- [Stated goal 1] Return the portion of the BankID article that begins at the words "On Thursday, BankID and" and stops after the words "work as usual.", copied word for word.
- [Stated goal 2] List every day of the week named in the BankID article.
- [Stated goal 3] According to the BankID article, which company is BankID's new operating service provider?

Norway’s 4.3 million BankID users face disruption from Thursday and into next week as the identification service switches operating provider.

Pictured is a women having computer troubles
BankID users in Norway may face some disruption from tomorrow. Pictured is a women having computer troubles.Photo by Elisa Ventur on Unsplash

On Thursday, BankID will begin the process of moving from its current operating service provider, Nets, to its new one, DXC. The company has said that users can expect some disruption to its services due to the switch.

“We have good control at all stages, and we have practised well on the relocation process together with the banks and suppliers. Although we do not expect complications, we have chosen to notify all BankID users that there may be some reduced availability in the next few days,” Ole Petter Aasen, product manager for BankID, said in a statement.

The relocation process is expected to last until Tuesday next week, but some times and days will be particularly prone to problems, according to the electronic identification company.

On Thursday, BankID and BankID on mobile will be unavailable to all customers from 12:01am–08.00 am. On Saturday, BankID with a code chip and code app may be unstable when used for online banking. However, BankID on mobile will work as usual.

From Thursday until Tuesday, it will also not be possible to activate or reactivate BankID and BankID on mobile. Users are therefore advised to check that BankID is up and running before the move starts on Thursday.

The company added that unforeseen technical issues could also occur, given the nature of the changes.

BankID is one of many electronic IDs used for everything from logging into the country’s digital health portal, Helsenorge, or checking your tax return. 

READ MORE: Everything foreigners in Norway need to know about electronic IDs

The identification service also warned users of fraudsters looking to exploit the potential disruptions caused by the change in providers. The ID service reminded users that it would never ask for login details over the phone, text, or email.

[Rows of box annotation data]
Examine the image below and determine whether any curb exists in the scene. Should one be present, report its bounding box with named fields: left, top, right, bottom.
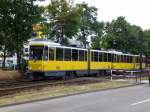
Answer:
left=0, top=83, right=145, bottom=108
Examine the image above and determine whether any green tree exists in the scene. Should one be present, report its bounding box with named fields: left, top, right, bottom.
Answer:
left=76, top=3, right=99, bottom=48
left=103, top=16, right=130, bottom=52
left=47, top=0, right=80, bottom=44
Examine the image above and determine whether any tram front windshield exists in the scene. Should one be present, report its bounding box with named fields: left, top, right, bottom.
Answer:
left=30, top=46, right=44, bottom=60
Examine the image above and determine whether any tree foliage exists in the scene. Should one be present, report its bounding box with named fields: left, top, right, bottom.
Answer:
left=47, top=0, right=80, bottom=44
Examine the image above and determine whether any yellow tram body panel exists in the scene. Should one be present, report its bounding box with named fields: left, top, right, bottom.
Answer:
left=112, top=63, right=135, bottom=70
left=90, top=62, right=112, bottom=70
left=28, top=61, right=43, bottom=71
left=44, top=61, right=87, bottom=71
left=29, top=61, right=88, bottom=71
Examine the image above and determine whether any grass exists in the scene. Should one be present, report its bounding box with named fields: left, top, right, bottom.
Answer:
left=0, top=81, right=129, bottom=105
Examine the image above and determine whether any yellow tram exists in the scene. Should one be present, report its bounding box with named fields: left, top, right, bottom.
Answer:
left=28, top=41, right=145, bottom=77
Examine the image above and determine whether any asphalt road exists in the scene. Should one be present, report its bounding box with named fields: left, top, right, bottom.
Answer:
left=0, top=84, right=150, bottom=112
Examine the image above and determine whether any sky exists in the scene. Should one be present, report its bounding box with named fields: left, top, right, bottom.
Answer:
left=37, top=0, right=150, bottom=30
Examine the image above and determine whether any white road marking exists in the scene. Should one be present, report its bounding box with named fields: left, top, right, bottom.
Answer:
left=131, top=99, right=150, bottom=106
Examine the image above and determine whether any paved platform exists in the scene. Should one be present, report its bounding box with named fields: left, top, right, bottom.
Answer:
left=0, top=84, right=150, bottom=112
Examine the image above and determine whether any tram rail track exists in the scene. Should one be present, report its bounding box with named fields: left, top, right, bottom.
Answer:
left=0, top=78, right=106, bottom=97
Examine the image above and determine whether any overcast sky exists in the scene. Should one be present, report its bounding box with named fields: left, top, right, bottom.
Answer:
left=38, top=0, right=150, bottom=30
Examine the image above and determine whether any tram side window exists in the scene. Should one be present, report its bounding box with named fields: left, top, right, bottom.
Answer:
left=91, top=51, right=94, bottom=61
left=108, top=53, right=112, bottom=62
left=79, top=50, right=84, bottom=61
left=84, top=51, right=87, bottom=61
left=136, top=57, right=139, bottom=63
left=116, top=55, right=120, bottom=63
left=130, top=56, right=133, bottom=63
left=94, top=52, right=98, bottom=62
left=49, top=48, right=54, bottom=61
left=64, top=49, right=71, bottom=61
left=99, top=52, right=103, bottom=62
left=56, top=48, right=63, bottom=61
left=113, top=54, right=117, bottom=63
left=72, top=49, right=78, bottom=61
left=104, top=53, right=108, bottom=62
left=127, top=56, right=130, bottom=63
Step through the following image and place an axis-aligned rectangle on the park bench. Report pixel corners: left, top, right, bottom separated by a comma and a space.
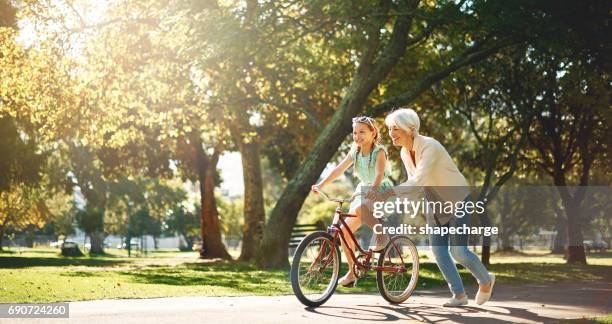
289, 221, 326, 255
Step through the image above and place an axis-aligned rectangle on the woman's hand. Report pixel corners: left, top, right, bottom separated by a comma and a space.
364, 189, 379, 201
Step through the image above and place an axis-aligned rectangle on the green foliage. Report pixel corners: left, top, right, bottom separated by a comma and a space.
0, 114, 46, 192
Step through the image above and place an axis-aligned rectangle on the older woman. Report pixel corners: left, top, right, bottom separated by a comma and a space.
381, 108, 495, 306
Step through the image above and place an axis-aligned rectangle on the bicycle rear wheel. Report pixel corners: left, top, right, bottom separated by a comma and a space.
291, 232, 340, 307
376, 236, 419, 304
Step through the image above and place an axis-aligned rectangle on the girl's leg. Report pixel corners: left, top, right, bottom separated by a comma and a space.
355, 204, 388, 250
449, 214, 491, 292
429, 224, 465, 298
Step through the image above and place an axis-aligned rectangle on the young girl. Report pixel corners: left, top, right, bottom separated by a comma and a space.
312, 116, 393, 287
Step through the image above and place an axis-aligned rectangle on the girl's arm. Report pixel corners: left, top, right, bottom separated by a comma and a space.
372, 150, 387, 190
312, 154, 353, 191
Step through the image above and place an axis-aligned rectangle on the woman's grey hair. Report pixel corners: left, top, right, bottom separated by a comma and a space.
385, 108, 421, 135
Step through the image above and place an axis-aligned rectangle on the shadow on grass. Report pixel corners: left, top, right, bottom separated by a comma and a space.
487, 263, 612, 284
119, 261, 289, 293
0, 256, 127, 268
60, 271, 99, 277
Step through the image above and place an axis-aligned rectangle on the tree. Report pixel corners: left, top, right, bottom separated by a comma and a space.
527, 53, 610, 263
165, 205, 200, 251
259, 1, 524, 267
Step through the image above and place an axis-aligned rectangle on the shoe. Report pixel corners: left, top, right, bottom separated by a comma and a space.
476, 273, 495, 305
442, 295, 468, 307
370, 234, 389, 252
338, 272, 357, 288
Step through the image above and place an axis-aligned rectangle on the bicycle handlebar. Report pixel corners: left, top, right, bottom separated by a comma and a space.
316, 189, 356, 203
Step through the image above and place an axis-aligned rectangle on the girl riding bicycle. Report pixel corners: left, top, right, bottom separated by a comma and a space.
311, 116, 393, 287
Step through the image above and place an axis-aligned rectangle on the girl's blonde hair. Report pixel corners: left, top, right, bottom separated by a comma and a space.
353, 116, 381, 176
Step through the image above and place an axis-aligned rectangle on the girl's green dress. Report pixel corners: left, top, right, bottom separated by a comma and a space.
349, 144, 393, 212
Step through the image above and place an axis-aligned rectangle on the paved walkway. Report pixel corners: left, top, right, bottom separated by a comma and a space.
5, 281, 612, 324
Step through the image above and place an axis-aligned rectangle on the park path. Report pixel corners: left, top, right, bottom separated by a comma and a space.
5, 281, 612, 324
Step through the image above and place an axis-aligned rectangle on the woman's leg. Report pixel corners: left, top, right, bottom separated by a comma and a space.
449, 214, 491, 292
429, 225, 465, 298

--

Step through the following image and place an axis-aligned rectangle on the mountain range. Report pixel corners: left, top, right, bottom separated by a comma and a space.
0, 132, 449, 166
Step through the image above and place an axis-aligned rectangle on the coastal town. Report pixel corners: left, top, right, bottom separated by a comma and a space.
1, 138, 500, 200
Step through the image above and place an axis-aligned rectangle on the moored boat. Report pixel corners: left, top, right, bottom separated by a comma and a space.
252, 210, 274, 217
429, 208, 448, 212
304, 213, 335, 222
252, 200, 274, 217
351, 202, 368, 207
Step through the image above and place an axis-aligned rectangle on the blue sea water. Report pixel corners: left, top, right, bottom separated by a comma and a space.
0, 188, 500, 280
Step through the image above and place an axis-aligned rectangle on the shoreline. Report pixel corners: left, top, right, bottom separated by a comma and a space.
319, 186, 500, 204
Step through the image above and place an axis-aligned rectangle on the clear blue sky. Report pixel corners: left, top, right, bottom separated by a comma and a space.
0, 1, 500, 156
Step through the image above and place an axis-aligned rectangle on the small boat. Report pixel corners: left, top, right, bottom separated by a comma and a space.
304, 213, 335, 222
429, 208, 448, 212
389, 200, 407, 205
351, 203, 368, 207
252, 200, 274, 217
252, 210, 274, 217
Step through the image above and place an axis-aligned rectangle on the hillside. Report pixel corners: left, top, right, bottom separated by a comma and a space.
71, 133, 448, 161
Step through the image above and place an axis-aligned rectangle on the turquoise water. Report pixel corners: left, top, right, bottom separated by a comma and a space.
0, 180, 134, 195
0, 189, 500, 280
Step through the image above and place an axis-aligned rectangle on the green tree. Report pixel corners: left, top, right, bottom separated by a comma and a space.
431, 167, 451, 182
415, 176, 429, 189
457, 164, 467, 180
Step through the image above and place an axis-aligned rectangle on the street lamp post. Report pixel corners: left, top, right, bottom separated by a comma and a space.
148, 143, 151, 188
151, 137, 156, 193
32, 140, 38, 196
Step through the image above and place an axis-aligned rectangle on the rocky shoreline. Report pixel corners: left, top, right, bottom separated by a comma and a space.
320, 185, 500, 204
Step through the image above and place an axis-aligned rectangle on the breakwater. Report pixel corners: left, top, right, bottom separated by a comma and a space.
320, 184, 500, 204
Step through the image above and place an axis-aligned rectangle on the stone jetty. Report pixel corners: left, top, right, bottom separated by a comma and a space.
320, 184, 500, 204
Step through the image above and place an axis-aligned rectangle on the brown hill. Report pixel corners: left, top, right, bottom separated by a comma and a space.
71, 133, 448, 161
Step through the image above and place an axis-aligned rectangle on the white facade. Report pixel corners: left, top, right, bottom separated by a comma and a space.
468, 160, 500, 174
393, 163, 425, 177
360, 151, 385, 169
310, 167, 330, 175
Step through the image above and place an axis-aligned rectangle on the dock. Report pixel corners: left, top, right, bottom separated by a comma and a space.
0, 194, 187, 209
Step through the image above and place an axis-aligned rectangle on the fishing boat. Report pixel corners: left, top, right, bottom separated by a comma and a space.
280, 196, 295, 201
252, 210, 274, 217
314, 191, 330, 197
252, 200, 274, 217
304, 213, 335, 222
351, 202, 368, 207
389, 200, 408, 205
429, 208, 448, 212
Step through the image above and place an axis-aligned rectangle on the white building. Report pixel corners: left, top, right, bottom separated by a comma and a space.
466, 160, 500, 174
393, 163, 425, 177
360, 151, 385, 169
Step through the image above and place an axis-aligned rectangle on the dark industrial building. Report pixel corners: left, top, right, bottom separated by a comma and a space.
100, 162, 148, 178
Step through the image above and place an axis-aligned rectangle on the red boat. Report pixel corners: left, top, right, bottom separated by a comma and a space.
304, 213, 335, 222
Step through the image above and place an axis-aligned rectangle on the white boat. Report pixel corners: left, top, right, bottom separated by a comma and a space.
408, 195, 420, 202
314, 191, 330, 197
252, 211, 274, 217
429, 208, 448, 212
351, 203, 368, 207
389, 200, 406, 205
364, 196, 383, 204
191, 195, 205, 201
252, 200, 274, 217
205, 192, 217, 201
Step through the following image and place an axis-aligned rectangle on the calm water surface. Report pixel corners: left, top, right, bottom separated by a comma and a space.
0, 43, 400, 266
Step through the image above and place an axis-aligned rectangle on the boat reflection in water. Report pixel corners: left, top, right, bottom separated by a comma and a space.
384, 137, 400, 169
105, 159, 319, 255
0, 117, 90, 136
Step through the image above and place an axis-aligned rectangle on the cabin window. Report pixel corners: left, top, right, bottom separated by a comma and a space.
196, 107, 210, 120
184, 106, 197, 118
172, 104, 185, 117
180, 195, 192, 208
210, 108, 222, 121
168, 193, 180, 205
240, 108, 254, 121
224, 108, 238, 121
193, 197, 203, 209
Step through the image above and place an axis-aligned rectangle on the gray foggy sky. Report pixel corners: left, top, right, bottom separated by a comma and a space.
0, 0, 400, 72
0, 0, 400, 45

==

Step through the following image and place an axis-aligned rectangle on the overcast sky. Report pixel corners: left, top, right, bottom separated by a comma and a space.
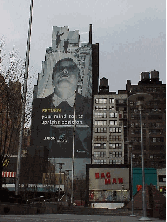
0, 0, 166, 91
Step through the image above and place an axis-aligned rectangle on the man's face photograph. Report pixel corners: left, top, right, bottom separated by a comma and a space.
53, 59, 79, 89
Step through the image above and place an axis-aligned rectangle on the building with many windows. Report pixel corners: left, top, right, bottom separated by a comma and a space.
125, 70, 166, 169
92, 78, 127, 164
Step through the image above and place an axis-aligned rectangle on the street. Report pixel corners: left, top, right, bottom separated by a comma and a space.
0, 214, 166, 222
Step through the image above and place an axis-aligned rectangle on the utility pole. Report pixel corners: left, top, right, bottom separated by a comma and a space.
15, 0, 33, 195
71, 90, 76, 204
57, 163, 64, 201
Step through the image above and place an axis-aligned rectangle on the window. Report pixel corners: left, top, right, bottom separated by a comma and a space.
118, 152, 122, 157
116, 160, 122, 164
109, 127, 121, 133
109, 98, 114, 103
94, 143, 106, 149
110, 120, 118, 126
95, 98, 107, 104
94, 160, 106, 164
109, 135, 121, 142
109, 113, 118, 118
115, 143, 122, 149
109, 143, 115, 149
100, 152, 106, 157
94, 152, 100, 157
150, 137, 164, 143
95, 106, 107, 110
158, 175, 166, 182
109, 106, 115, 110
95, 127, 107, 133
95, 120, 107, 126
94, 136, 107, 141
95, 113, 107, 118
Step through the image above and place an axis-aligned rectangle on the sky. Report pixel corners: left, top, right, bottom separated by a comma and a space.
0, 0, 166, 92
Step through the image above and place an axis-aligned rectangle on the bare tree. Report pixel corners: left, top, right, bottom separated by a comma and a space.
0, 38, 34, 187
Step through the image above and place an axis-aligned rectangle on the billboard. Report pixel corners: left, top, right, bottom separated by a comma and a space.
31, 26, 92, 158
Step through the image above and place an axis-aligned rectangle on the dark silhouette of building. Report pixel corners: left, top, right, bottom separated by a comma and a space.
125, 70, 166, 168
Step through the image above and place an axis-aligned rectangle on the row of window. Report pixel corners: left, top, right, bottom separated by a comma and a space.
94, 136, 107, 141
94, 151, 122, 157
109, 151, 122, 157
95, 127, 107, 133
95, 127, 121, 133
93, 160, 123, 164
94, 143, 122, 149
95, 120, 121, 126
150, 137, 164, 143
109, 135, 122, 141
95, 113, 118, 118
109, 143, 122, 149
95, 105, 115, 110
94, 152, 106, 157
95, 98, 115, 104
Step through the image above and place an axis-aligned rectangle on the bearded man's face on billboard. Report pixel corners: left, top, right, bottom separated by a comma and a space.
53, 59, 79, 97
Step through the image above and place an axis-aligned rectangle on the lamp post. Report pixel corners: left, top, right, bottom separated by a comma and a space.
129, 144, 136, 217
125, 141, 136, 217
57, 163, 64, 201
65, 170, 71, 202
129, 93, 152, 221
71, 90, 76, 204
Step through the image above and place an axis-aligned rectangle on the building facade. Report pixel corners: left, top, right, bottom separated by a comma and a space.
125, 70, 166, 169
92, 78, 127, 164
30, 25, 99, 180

- [Full solution 1]
On Thursday, BankID and BankID on mobile will be unavailable to all customers from 12:01am–08.00 am. On Saturday, BankID with a code chip and code app may be unstable when used for online banking. However, BankID on mobile will work as usual.

- [Full solution 2] Thursday, Saturday, Tuesday

- [Full solution 3] DXC